> **Direction**:
Turn every one of the records below into a numbered list, one line per entry. Leave out blank lines and the pictures.

> **Task input**:
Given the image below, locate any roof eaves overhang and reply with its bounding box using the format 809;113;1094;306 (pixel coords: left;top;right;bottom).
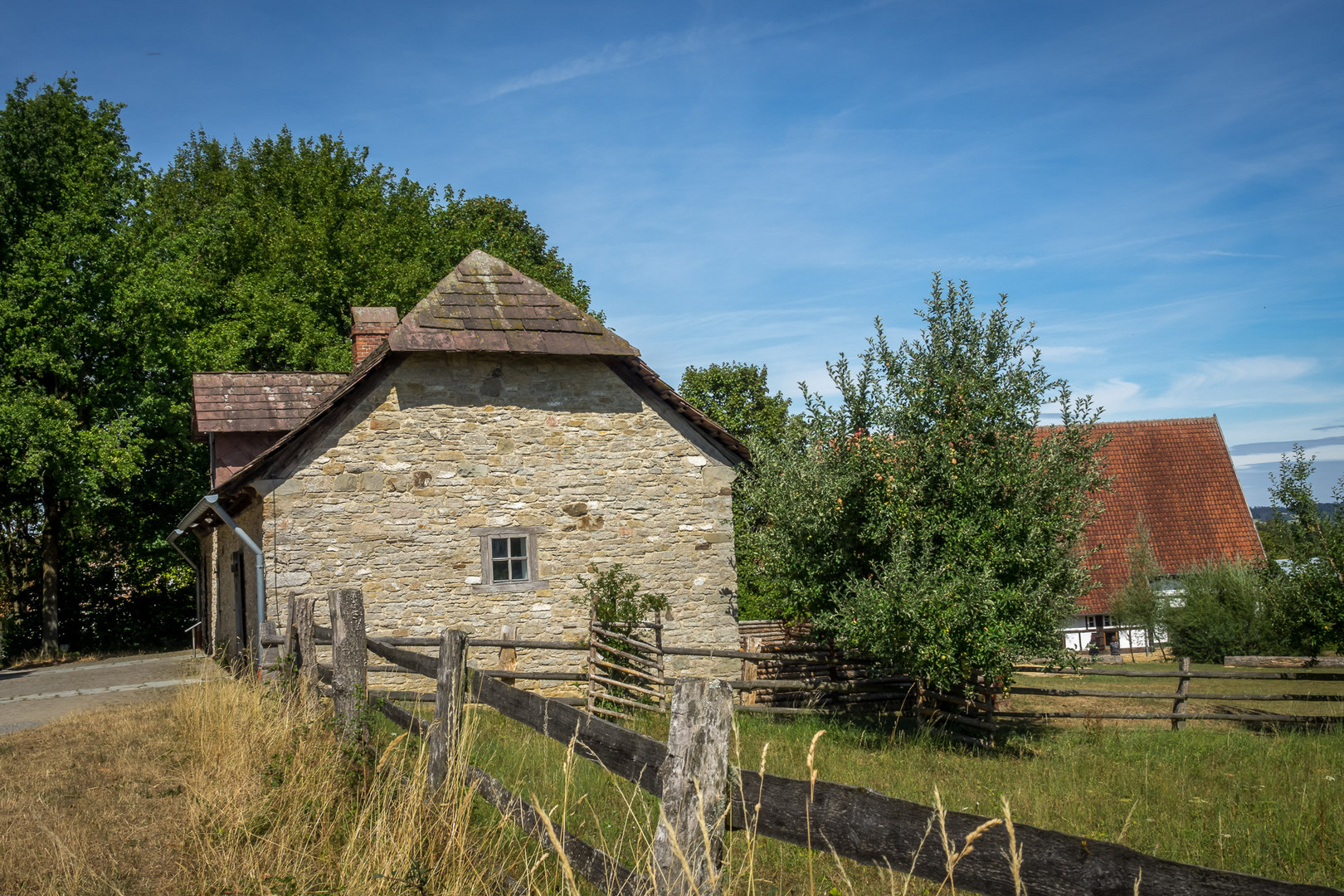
207;343;394;495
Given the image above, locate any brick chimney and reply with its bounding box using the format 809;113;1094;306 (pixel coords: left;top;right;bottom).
349;308;398;367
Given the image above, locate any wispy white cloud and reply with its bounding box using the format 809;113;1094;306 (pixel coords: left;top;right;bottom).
1036;345;1106;364
1147;249;1282;262
1088;354;1344;416
483;30;713;100
1233;445;1344;470
483;0;895;100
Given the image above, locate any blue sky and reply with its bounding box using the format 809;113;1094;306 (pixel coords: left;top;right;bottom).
0;0;1344;504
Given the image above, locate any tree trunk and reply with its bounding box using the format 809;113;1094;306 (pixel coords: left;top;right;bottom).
41;488;61;657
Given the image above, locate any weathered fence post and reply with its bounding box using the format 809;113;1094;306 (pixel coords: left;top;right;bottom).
742;635;761;707
1172;657;1190;731
429;629;466;794
327;588;368;740
289;598;317;705
653;679;733;896
500;625;518;688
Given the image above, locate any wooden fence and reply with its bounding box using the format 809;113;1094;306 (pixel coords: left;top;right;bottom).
270;588;1342;896
739;621;1344;746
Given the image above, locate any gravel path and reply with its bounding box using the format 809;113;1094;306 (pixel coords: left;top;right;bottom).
0;650;200;735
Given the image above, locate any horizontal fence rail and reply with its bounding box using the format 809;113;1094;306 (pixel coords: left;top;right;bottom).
309;617;1342;896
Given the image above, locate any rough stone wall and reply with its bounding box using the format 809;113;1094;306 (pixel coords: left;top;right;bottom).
250;353;739;689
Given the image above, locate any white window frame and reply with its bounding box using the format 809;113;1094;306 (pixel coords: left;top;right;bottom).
469;525;551;594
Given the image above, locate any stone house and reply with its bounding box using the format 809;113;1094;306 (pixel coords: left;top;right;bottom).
173;251;747;684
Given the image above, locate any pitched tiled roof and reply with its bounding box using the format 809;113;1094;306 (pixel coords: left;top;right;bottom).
191;373;349;438
207;250;750;494
388;249;640;358
1080;416;1264;612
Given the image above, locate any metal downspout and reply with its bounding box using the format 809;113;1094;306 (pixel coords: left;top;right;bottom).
204;494;266;662
168;529;204;655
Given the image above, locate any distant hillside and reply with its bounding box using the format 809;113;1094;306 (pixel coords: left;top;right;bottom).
1251;504;1337;523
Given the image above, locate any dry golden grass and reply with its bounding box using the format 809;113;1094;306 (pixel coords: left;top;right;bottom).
0;669;575;896
0;663;1342;896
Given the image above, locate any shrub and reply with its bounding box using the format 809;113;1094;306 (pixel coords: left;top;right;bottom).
1162;562;1282;662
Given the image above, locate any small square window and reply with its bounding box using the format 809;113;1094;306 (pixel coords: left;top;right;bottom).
472;527;547;591
490;536;528;582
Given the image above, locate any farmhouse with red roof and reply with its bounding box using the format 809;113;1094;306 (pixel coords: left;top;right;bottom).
1063;416;1264;649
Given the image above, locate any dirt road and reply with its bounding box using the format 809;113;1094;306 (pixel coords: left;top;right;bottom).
0;650;200;735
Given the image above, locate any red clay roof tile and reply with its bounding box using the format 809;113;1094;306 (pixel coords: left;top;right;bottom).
1059;416;1264;612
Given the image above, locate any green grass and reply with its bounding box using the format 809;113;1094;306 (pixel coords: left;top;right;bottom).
446;704;1344;894
1010;661;1344;728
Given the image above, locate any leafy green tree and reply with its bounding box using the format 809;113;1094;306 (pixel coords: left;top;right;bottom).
1269;445;1344;657
1112;514;1166;658
746;275;1108;685
0;96;599;651
1164;562;1278;662
0;78;148;655
680;362;789;619
143;129;589;371
679;362;789;442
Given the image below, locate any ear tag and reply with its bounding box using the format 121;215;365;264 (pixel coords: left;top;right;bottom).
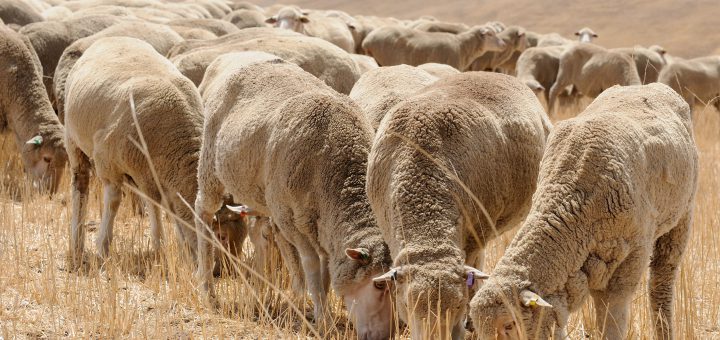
465;272;475;287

> **Solution to the exercise**:
1. Given the image below, locate any roof eaves overhang and reply with its bounding box using the format 809;113;1094;306 (pixel coords: left;top;right;bottom).
2. 207;343;394;495
3. Given the image above, locate any brick chimney and reply with its bounding box using the format 809;113;1094;306 (pixel coords: left;top;right;bottom).
4. 349;308;398;367
5. Given the image above, locate any wispy white cloud and reply with its bounding box using the format 809;113;1094;306 (pixel coords: left;top;right;bottom).
6. 1036;345;1106;364
7. 1147;249;1282;262
8. 1088;354;1344;416
9. 483;30;713;100
10. 1233;445;1344;470
11. 483;0;895;100
12. Given the image above, locate any blue sky and reply with its bounding box using the format 809;113;1094;306 (pixel coords: left;top;right;bottom).
13. 0;0;1344;504
14. Given the image above, locate any tree trunk and reply with its bounding box using the format 809;113;1094;306 (pixel coords: left;top;right;bottom).
15. 41;488;61;657
16. Given the image above, locate any weathered fence post and reply with its bounding box using the format 809;113;1094;306 (pixel coords: left;top;right;bottom).
17. 742;635;761;707
18. 1172;657;1190;731
19. 429;629;466;794
20. 327;588;368;740
21. 289;598;317;705
22. 653;679;733;896
23. 500;625;518;688
24. Given the image above, locate any wooden fence and reply with its bounding box using the format 809;113;1094;306 (pixel coords: left;top;right;bottom).
25. 270;588;1342;896
26. 739;621;1344;746
27. Given the image above, locate any gravel path and reply with its bounding box using the format 809;113;1094;306 (pixel coords: left;top;right;bottom).
28. 0;650;200;735
29. Given the image above, locate any horizontal fence rail and reply with its bounding box using the format 809;113;1094;306 (pixel coords: left;top;right;bottom).
30. 309;617;1342;896
31. Given the image above, locate any rough stone wall and reply with its bounding box using the format 809;113;1094;306 (pixel coords: left;top;right;bottom).
32. 250;353;739;689
33. Given the image above, locate any white window frame and reply with its bounding box using the format 809;113;1094;306 (pixel coords: left;top;right;bottom).
34. 469;525;551;594
35. Given the image above, locate any stone house and reply with its bounding box using the format 809;113;1094;306 (pixel coords: left;top;right;bottom).
36. 173;251;747;684
37. Given the image above, locate any pitched tiled roof and reply with its bounding box using the format 809;113;1094;306 (pixel coords: left;top;right;bottom).
38. 191;373;349;438
39. 207;250;750;494
40. 388;249;640;358
41. 1080;416;1264;612
42. Given the image above, locate any metal downspout and reply with its bounding box using the format 809;113;1094;306 (pixel coords: left;top;right;bottom).
43. 204;494;266;662
44. 168;529;204;655
45. Given the image above, locate any distant hillside and reply with its bounding box using the format 809;113;1094;306 (pixel coords: left;top;right;bottom).
46. 1251;504;1337;523
47. Given the image above, locate any dry golden grass and reply with its bounding box using the format 809;113;1094;306 (pixel coords: left;top;right;bottom).
48. 0;669;575;896
49. 0;663;1342;896
50. Given the image above, locate any shrub and reply with its bounding box using the format 809;113;1094;306 (pixel coords: left;top;right;bottom).
51. 1162;562;1282;662
52. Given the image above, locate any small square window and reply with its bounding box using the format 809;113;1094;306 (pixel coords: left;top;right;bottom).
53. 472;527;547;591
54. 490;536;528;582
55. Given the image above, locate any farmhouse with red roof and reply with its bounding box using the format 809;113;1094;306 (pixel coords: left;top;right;bottom).
56. 1063;416;1264;649
57. Given the image above, locate any dirt road and reply with its bounding box using the format 809;113;1094;306 (pixel coords: left;top;right;bottom).
58. 0;650;200;735
59. Given the image above, locate any red clay roof tile and reply with its bounding box using the format 809;113;1094;306 (pixel coords: left;top;right;bottom).
60. 1059;416;1264;612
61. Given the image above, locate any green grass and reply with its bounding box using the format 809;113;1094;306 (pixel coords: left;top;right;bottom).
62. 446;704;1344;894
63. 1010;661;1344;728
64. Given the image above, locate any leafy green tree and reply with its bounding box using the format 809;113;1094;306 (pixel coords: left;top;right;bottom).
65. 1269;445;1344;657
66. 1112;514;1166;658
67. 746;275;1108;685
68. 0;96;599;651
69. 1164;562;1278;662
70. 0;78;148;655
71. 680;362;789;619
72. 143;129;589;371
73. 679;362;789;442
74. Given the image below, locate any ear tag and reply with its bounding box using the format 121;215;365;264 (pixel coords: left;top;right;bottom).
75. 465;272;475;287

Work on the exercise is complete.